▶ _Written problem_
Copy out all the material below word for word and line for line, omitting the pictures.

#### Stored data ####

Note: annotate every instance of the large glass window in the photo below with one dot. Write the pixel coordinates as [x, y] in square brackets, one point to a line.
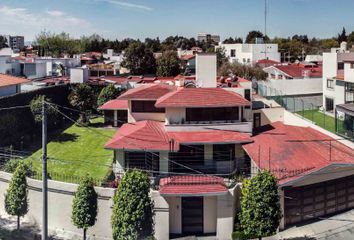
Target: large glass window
[212, 114]
[329, 104]
[330, 83]
[146, 106]
[349, 92]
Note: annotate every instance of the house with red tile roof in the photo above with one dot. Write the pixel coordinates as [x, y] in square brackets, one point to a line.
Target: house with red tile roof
[10, 85]
[188, 140]
[315, 172]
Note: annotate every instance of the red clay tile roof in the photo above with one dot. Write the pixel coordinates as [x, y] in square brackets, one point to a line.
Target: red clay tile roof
[152, 135]
[201, 97]
[8, 80]
[149, 135]
[294, 151]
[296, 71]
[192, 185]
[211, 136]
[147, 92]
[115, 104]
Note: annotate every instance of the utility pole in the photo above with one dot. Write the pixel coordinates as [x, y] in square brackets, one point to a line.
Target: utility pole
[44, 173]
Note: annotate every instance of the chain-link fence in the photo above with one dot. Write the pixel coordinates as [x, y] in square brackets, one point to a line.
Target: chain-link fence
[307, 107]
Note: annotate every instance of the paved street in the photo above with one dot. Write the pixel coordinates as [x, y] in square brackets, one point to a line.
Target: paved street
[339, 227]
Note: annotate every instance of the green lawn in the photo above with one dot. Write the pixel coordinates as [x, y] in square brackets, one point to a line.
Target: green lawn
[76, 152]
[322, 120]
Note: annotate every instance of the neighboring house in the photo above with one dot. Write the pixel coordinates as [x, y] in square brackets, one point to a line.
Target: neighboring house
[10, 85]
[115, 112]
[207, 37]
[315, 172]
[300, 80]
[250, 54]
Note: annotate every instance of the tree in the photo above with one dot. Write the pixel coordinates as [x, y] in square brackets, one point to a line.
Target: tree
[132, 216]
[84, 209]
[139, 59]
[107, 93]
[260, 207]
[36, 105]
[16, 203]
[3, 42]
[83, 98]
[168, 64]
[342, 37]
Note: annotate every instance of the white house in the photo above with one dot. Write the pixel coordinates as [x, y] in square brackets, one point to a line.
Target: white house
[250, 53]
[10, 85]
[338, 78]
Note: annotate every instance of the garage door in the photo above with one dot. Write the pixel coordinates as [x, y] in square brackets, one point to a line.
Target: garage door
[317, 200]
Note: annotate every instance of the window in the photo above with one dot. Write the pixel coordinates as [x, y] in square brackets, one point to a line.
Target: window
[212, 114]
[146, 106]
[248, 94]
[330, 83]
[224, 152]
[329, 104]
[349, 92]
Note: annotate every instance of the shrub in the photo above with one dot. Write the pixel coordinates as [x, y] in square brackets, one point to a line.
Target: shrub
[132, 216]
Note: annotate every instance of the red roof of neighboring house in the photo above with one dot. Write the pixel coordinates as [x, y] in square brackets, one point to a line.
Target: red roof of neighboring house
[152, 135]
[201, 97]
[297, 71]
[187, 57]
[192, 185]
[115, 104]
[147, 92]
[294, 151]
[267, 61]
[8, 80]
[211, 136]
[140, 136]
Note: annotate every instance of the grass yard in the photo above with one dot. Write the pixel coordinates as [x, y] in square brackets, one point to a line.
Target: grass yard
[76, 152]
[322, 120]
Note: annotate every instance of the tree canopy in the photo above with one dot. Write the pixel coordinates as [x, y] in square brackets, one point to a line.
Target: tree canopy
[16, 203]
[260, 207]
[107, 93]
[84, 208]
[132, 216]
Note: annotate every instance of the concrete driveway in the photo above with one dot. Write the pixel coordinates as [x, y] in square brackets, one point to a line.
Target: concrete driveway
[338, 227]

####

▶ _Result of this exercise_
Note: annotate every instance of the large glass window in the photo below with one dot. Write the pixel coordinates as [x, y] in square brackets, one point to a line.
Target: large glass window
[212, 114]
[329, 104]
[330, 83]
[146, 106]
[349, 92]
Note: annotate every instance of the house with red tile roof in the photo above with one dot. Write the pixel coordinates as [x, y] in square brackets, one point to a line.
Target: house with red tile roof
[10, 85]
[188, 140]
[315, 172]
Note: annotate every instance of the red clay tile roof in the photo above with one dot. Write the pixel coordinates as [x, y] in square brackets, one point to a line.
Target: red clay tile roof
[152, 135]
[201, 97]
[8, 80]
[149, 135]
[294, 151]
[296, 71]
[192, 185]
[211, 136]
[147, 92]
[115, 104]
Note: annotate every instance of the utility pole in the photo above with one dot. Write the pixel coordinates as [x, y] in square brackets, one point to a line.
Target: utility pole
[44, 173]
Note: annotate every instance of the chain-link fence in the photo above with one dot. Write the pixel coordinates as [x, y] in square brackets, one point to a line.
Target: chain-link fence
[307, 107]
Note: annotate every instance of the paved street in the photo above with one dot. Write the pixel coordinates as [x, y] in square brackets, one point to a line.
Target: paved street
[339, 227]
Note: annotate every instance of the green lawn in the photo above with one dot. Write the pixel coordinates as [x, y] in square brackets, one point to a line.
Target: green lawn
[76, 152]
[322, 120]
Note: annotate every instance of the neighboring house in the photo above with one dot. Write the pixel coordinates as [x, y] in square brackets, one point to a line.
Target: neighboring house
[10, 85]
[115, 112]
[207, 37]
[315, 172]
[300, 80]
[250, 54]
Note: annotate every instance of the tree in the photo above with one dot. Write the pixel coordinates as [x, y] in square brackets, one point to a line.
Target: tree
[132, 216]
[84, 209]
[139, 59]
[107, 93]
[260, 207]
[36, 105]
[16, 203]
[3, 42]
[83, 98]
[168, 64]
[342, 37]
Note: annotate every instance of the white house in the photo above with one dot. Write the pixel coordinates as [x, y] in square brackets, one point to a line.
Target: white house
[250, 53]
[10, 85]
[338, 78]
Note: annotate every instance of the garage door in the photo above with one dot. Write the pixel coordinates as [x, y] in square brackets, one point to a line.
Target: garage door
[317, 200]
Note: annotate every instance of the window in the photo above with one dot. Write the pixel coordinates as [x, y] in square brackets, one point to a line.
Target: window
[212, 114]
[146, 106]
[248, 94]
[330, 83]
[224, 152]
[329, 104]
[349, 92]
Note: annotate every instance of the shrub in the photo above with one dot. Write the pixel coordinates as [x, y] in square brackets, one point to a line.
Target: shrub
[132, 216]
Note: annotate every instance of the red roof of neighboring house in the photo above with one dot. Write the pixel coordinates as [x, y] in square brackets, one point to a line.
Target: red roof of neighboring house
[152, 135]
[201, 97]
[297, 71]
[187, 57]
[192, 185]
[115, 104]
[147, 92]
[294, 151]
[267, 61]
[8, 80]
[211, 136]
[140, 136]
Note: annotate every instance of the grass yard in the photo above with one dot. Write the pixel coordinates as [x, y] in square brackets, one point to a line.
Target: grass yard
[76, 152]
[322, 120]
Note: annotate every instance of the tree canopy in the photo above with one dot. Write the pixel coordinates as [x, y] in square brackets, one point to a line.
Target: tree canopy
[16, 203]
[260, 207]
[107, 93]
[84, 208]
[132, 216]
Note: annotate every instance of the concrete driveway in the photo above with one dot. Write the pixel coordinates as [x, y] in square brackets, one point to a line.
Target: concrete driveway
[338, 227]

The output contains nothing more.